◆ **Text for analysis**:
★ ★ ★

Further with regard to the prior art, conditioning shampoos existing on the market, which use cationic polymeric conditioning agents, such as quaternized proteins, gums, polyquaternium, silicones, among others, have a few drawbacks. One of them is the technical challenge, since there may be complexation between the cationic agent and the anionic surfactant system, causing destabilization of the formulation.
Besides, compositions containing gums, silicones, quaternized proteins, etc, used in conditioning shampoos found on the market promote an immediate conditioning through mechanism of depositing material onto the hair fiber, by virtue of the molecular weight of these ingredients, but they do not treat the fiber internally. In the long run, they may further cause the undesirable build-up effect due to accumulation of product residues on one's hair.

★ ★ ★

◆ **Supplied data**:
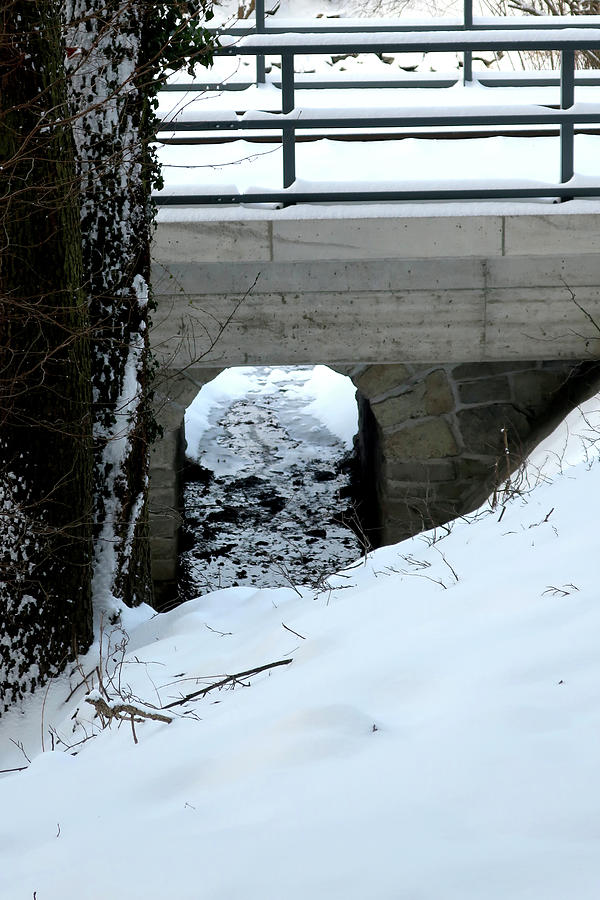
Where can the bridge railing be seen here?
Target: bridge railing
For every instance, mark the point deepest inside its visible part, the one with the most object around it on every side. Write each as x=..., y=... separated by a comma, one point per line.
x=566, y=113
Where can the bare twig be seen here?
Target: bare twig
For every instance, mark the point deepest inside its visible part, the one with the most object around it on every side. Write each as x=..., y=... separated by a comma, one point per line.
x=228, y=679
x=291, y=630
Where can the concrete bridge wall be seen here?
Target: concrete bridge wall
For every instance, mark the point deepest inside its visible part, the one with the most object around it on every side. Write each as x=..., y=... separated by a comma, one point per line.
x=452, y=328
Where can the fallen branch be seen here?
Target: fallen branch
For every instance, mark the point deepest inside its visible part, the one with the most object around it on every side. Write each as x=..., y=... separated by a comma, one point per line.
x=122, y=710
x=226, y=680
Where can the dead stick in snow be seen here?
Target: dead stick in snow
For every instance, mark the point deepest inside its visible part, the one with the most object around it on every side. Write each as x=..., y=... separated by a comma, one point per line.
x=120, y=710
x=227, y=680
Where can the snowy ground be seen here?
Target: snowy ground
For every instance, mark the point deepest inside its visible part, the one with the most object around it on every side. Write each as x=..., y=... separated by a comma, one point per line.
x=434, y=737
x=268, y=489
x=328, y=164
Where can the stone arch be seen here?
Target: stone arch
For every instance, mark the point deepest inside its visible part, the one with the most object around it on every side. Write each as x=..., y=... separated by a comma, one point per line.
x=429, y=441
x=431, y=438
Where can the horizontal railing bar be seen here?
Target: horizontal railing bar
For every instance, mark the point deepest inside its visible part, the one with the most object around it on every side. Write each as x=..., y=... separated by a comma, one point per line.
x=417, y=82
x=553, y=117
x=356, y=137
x=502, y=23
x=376, y=196
x=430, y=41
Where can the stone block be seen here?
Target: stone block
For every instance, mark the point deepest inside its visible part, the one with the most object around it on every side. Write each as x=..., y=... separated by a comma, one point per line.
x=430, y=439
x=485, y=390
x=419, y=472
x=164, y=569
x=397, y=410
x=163, y=548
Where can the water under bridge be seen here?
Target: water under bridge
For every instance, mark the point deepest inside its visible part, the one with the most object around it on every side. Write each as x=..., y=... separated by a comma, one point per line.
x=467, y=315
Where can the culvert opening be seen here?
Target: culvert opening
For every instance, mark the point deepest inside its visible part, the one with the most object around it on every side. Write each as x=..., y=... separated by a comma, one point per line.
x=271, y=489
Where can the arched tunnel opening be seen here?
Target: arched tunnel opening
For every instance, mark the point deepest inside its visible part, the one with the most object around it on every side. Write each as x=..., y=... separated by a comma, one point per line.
x=271, y=490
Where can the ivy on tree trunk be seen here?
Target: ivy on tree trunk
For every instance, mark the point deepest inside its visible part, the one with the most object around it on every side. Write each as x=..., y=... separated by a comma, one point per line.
x=45, y=393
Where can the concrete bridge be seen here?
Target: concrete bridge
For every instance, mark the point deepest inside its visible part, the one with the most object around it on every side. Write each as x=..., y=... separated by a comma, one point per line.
x=465, y=335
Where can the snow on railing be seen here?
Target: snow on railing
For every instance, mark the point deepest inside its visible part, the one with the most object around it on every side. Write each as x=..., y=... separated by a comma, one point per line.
x=565, y=37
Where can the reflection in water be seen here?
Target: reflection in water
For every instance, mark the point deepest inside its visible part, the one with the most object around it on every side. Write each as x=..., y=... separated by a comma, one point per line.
x=267, y=501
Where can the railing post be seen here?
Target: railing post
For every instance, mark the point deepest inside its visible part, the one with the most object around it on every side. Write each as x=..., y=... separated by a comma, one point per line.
x=288, y=135
x=468, y=54
x=259, y=18
x=567, y=99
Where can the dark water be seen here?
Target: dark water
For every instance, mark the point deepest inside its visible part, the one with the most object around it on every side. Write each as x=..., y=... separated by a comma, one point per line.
x=270, y=500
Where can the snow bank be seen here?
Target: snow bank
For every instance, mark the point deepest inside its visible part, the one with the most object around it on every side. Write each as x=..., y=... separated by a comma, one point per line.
x=435, y=736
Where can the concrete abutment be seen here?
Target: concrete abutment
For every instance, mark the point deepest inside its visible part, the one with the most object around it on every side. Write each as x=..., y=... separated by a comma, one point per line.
x=435, y=441
x=453, y=327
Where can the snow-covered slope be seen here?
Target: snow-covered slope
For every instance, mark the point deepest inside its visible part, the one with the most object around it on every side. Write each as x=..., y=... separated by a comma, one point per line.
x=435, y=737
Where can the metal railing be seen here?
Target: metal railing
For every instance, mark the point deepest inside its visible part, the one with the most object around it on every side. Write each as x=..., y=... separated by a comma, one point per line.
x=496, y=35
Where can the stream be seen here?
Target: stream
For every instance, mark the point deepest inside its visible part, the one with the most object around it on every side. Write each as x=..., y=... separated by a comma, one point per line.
x=268, y=493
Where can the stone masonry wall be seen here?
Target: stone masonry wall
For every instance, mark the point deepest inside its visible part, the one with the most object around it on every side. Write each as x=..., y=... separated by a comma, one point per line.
x=432, y=441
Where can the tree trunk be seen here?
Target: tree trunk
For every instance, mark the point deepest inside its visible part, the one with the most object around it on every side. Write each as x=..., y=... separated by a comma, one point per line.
x=45, y=426
x=115, y=222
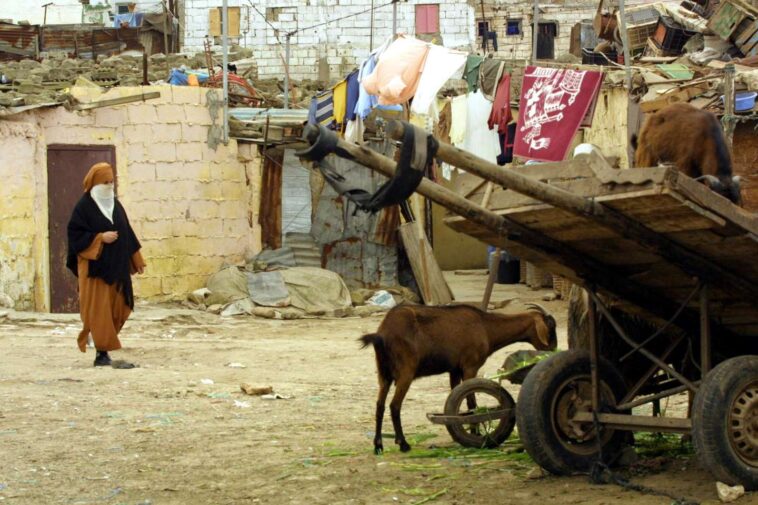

★ ★ ★

◆ **Problem to work on**: Write the next part of the text on conditioning shampoos, starting after its last sentence. The records are unrelated to the text on conditioning shampoos and stand as separate material.

◆ **Result for this exercise**:
Thus, one of the main objectives of the present invention is to bring about immediate and long-term conditioning through encapsulation of cationic surfactants, for instance, derived from quaternary ammonium, in lipidic nanoparticles using oils, butters and waxes, for instance, carnauba wax, as structuring agents of the lipidic carrier (lipidic nanoparticles), associating a long-term treatment effect through substantivity and regeneration of the hair fiber, as well as short-term cleansing effect, conditioning, improvement of combability, softness, brightness, decrease in frizz, decrease in volume, looser hair, among others. Since the positive charge of the conditioning system is not in contact with the negative charge of the shampoo base or other preparations for keratinic substrates (such as shampoos, toilet-soaps, conditioners, hydrating masks, leave-on, among other examples), by virtue of the nanoencapsulation process, the technical difficulty of handling the formulations is minimized, and thus the stabilization thereof is guaranteed. Besides, due to the nanometric size, the nanoparticles are expected to have a greater potential of penetration into the substrate (example: hair fiber), treating it internally instead of depositing only onto the outer area, which minimizes the build-up effect already mentioned before.